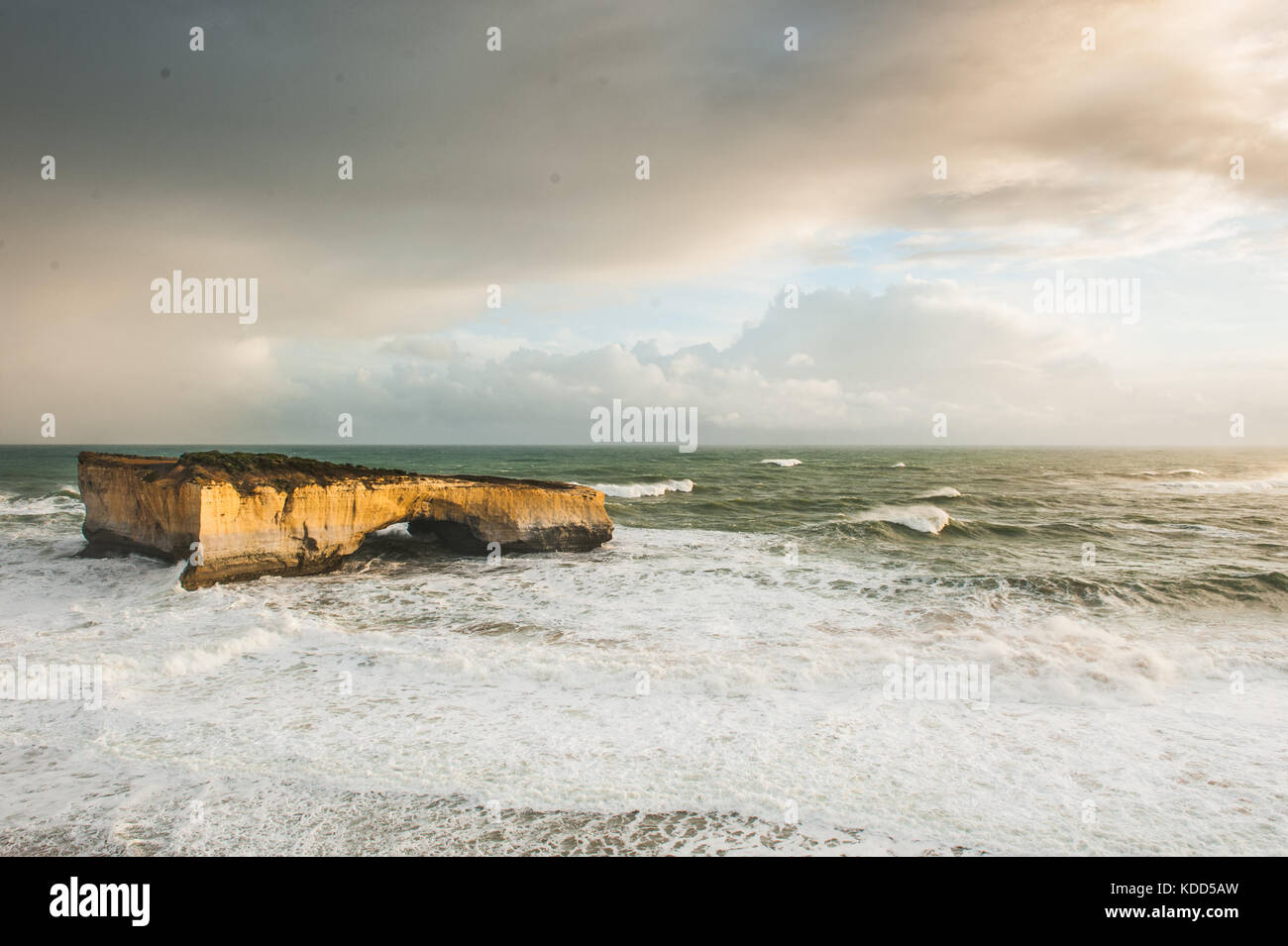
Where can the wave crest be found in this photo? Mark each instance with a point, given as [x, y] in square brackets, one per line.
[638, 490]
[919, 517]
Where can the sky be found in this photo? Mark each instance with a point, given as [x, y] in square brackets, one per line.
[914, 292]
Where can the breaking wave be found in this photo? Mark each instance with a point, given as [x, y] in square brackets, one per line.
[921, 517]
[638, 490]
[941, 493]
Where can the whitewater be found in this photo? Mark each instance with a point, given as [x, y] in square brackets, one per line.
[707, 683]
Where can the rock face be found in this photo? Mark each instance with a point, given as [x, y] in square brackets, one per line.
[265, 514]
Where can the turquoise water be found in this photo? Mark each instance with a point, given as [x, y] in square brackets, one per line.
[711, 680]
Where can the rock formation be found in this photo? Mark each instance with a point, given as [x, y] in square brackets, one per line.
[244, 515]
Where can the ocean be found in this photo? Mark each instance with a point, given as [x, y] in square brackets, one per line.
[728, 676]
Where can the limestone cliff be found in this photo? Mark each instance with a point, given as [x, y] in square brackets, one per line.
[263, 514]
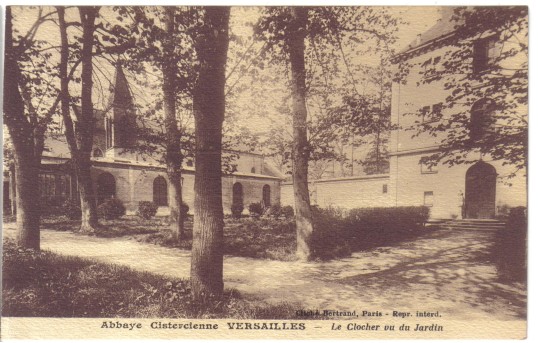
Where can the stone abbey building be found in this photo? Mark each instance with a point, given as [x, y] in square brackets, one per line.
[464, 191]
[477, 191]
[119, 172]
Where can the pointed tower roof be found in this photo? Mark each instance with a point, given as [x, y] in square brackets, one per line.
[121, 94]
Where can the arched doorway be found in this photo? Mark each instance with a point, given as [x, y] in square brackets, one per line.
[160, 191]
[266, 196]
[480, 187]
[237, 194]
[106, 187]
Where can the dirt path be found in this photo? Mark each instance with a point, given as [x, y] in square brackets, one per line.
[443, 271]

## Exercise goal
Transcribe the listing above word for word, keeping every line in its original order but leaving out the pictures.

## The solution
Where can the wave crest be found in this photo? Mark each instance with a point, given as [x, y] in square brackets, one per line.
[638, 490]
[919, 517]
Where can the sky be found in this photo? Mark each instance with a point, given as [x, y] in square brackets, one per line.
[914, 292]
Where can the breaking wave be found in this photo? Mark each instance with a point, given as [x, y] in square brackets, one per line.
[921, 517]
[638, 490]
[941, 493]
Where can the whitewater be found in this photo? Mark each instance with a point, given as [x, y] in square brackets, one per line.
[707, 683]
Where can the rock face be found in this photo? Mark each instance with a point, given as [x, y] in square brackets, one per line.
[265, 514]
Where can the turquoise water be found in this photo? Mark each instance with a point, given as [x, y] in square brackets, one per line.
[711, 680]
Where can the rock formation be found in this photo? Mark each instance with a point, given as [x, y] in square brackets, one per line.
[244, 515]
Where can the ocean be found in this photo? Mark each instance with a point, given as [x, y] in square brackets, one per line.
[728, 676]
Where can the limestone cliff be found in this photo? Mark each instance with a point, given as [x, y] in square brackets, one per line.
[263, 514]
Where can the stone abbey building be found in this photo? Mark each instance with a point, given as [x, y] in square brackets, one per line.
[464, 191]
[477, 191]
[119, 172]
Where can the pointed tower roof be found in this photo? Mark each instance with a point, given as [x, y] in square brackets, one per line.
[121, 94]
Where can the arched doorway be found in this photo? Mark each instance with a point, given as [x, y] in square brackets, one per line.
[160, 191]
[266, 196]
[480, 187]
[237, 194]
[106, 187]
Where can the dirt path be found in this photo? Mark each instance with a point, given as [x, y] in square brackets, one per line.
[443, 271]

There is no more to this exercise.